> [Text excerpt]:
— start —

# worm drive saws



## PZA (Sep 25, 2011)

i was looking at the worm drive circular saws you roofing guys use in usa, and simply they just dont selll them in the uk, it doesnt surprise me as ive never seen one in apart from the net, but im wondering why that is cos looking at them they look like they could be quite comfortable to use with the handle more to the rear (we call regular circular saws here 'skil saw', after the brand (even tho its not the most prominent now), you seem to call them sidewinders if ive guessed right?)

im wondering if theres anybody in australia on here could tell if they use wormdrive saws there? as im emmigrating in the near future and will be replacing all my power tools as my 110v stuff is useless there (they use 240 on site with rcd breakers)

amazingly makita dont even seem to do one, the only worm drives i can see online is dewalt and skil 77er or whatever its called..


----------



## WildWill (Jun 6, 2008)

Makita does the hypoid saw.


----------



## PZA (Sep 25, 2011)

ahh i see it..(only on usa amazon  

so whats the difference, just the name?


----------



## WildWill (Jun 6, 2008)

The Hypoid is a different type of gear then the worm.

Worm Gear









Hypoid Gear


----------



## WildWill (Jun 6, 2008)

This is a good thread to read, just be sure you get to the end of the thread.

http://www.contractortalk.com/f40/trying-out-new-dewalt-worm-drive-99898/


----------



## PZA (Sep 25, 2011)

cool ill start on that tommorow..so apart from bevelling the opposite hand whats the deal with the worm drive from a regular circ saw..?


----------



## WildWill (Jun 6, 2008)

Well, one thing nice about them is that the blade is more in line with you hand/arm and not so far out on the side. Also they are, or at least can be, very durable. I have had my Skil77 for ~25 years and it still runs strong. Also for the skil and like models such as the bosch they make several attachments to give the tool more versatility. 

I know my 77 is very front heavy, but that is how I like it. Many people that are not used to it don't like that aspect.


----------



## Hardly Working (Apr 7, 2005)

I just did a Google search and thought Bosch would have made one being from Germany but the worm drive is N America only. They have no plans as of 7/20/2011 to produce one. To bad everybody likes a new toy every now and then.


----------



## parkers5150 (Dec 5, 2008)

— end —

> [Set task]: Repeat the stretch of the worm drive saw thread from "cool ill start" through "like that aspect." word for word.

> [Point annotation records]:
— start —

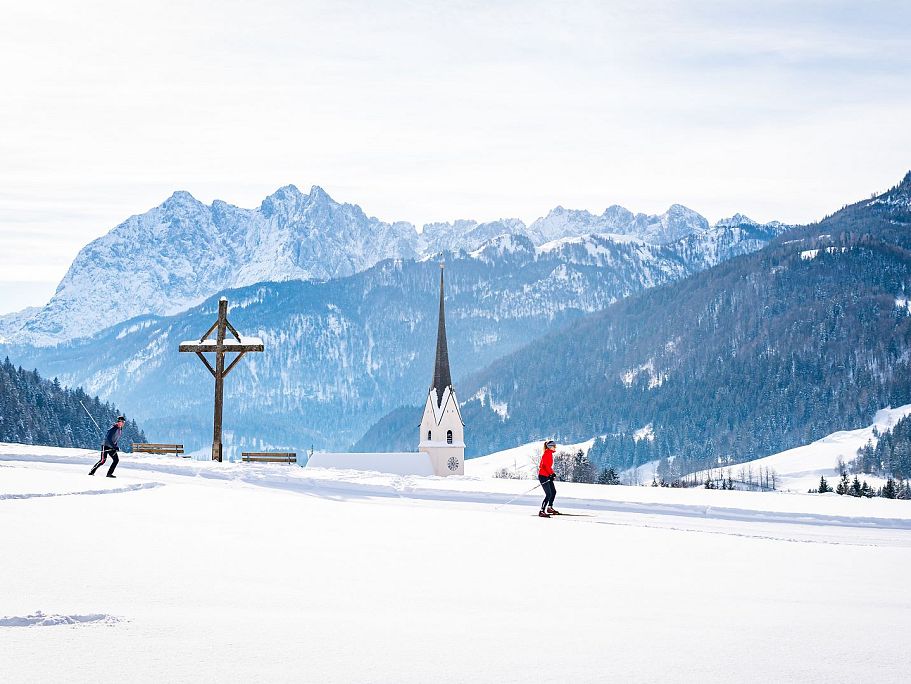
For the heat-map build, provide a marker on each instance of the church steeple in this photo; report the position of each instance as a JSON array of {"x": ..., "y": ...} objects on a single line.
[
  {"x": 441, "y": 377},
  {"x": 442, "y": 432}
]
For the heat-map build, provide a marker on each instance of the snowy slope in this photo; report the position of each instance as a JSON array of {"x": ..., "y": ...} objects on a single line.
[
  {"x": 799, "y": 469},
  {"x": 191, "y": 572}
]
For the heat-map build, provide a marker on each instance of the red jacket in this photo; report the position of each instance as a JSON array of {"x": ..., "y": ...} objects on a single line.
[{"x": 547, "y": 463}]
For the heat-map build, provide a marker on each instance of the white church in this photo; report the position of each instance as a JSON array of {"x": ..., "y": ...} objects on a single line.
[{"x": 441, "y": 435}]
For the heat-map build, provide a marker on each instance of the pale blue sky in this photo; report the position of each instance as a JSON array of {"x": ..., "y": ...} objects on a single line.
[{"x": 424, "y": 111}]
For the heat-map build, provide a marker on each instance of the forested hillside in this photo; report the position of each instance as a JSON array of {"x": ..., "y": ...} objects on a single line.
[
  {"x": 759, "y": 354},
  {"x": 38, "y": 411}
]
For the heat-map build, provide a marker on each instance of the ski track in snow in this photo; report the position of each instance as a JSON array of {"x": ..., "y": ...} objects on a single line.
[
  {"x": 596, "y": 520},
  {"x": 361, "y": 486},
  {"x": 39, "y": 619},
  {"x": 89, "y": 492}
]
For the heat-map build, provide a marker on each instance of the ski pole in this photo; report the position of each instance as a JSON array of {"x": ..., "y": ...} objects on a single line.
[{"x": 517, "y": 496}]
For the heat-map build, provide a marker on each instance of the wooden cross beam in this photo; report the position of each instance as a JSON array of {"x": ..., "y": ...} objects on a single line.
[{"x": 220, "y": 346}]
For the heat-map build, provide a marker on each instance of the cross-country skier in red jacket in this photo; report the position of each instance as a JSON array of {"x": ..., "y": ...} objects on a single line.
[{"x": 546, "y": 477}]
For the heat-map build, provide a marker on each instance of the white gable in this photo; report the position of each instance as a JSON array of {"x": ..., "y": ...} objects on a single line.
[{"x": 440, "y": 411}]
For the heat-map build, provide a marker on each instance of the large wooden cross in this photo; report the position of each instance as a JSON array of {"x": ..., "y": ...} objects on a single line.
[{"x": 221, "y": 346}]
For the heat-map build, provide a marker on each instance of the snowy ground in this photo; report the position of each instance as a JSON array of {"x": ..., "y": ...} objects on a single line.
[
  {"x": 204, "y": 572},
  {"x": 799, "y": 469}
]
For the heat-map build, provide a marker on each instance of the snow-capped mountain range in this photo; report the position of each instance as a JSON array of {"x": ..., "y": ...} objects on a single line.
[
  {"x": 181, "y": 252},
  {"x": 342, "y": 352}
]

— end —

> [Task answer]:
cool ill start on that tommorow..so apart from bevelling the opposite hand whats the deal with the worm drive from a regular circ saw..?


----------



## WildWill (Jun 6, 2008)

Well, one thing nice about them is that the blade is more in line with you hand/arm and not so far out on the side. Also they are, or at least can be, very durable. I have had my Skil77 for ~25 years and it still runs strong. Also for the skil and like models such as the bosch they make several attachments to give the tool more versatility. 

I know my 77 is very front heavy, but that is how I like it. Many people that are not used to it don't like that aspect.